Objective: State how many lines in the material contain the string "wood", and give only that number.

Extracted material:

—————

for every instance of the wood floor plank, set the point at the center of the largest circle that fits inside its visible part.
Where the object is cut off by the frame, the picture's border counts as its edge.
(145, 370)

—————

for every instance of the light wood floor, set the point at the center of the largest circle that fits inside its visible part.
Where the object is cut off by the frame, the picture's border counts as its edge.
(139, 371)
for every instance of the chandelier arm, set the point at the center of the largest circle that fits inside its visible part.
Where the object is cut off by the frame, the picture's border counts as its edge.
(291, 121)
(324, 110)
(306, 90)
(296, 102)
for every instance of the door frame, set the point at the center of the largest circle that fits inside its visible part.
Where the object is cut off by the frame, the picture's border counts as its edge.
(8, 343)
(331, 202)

—————

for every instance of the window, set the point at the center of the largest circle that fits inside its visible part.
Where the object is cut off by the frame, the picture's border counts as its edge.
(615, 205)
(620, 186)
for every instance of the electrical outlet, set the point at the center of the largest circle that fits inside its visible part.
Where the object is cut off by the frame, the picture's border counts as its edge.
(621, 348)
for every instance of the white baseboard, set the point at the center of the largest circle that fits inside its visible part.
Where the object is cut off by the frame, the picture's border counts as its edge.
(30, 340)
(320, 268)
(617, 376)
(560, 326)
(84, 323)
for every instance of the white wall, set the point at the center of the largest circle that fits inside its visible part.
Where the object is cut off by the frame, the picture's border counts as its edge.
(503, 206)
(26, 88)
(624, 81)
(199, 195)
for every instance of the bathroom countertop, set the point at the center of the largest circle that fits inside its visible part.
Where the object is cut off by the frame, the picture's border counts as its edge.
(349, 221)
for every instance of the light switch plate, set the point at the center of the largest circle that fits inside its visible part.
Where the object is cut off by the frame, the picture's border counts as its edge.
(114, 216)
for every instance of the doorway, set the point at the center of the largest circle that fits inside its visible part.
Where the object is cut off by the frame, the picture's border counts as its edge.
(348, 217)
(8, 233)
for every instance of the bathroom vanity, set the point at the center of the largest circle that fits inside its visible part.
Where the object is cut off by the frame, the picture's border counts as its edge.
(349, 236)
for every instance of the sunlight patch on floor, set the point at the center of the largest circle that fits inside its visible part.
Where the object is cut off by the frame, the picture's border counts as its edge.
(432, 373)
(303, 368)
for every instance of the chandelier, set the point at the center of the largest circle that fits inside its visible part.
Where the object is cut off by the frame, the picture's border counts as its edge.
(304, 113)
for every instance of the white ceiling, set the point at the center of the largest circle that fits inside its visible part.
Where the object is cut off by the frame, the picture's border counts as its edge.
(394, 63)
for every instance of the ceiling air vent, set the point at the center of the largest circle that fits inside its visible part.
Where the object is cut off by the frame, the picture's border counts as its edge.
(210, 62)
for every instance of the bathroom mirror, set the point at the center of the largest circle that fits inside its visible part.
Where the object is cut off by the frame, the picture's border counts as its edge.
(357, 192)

—————

Solved exercise: 2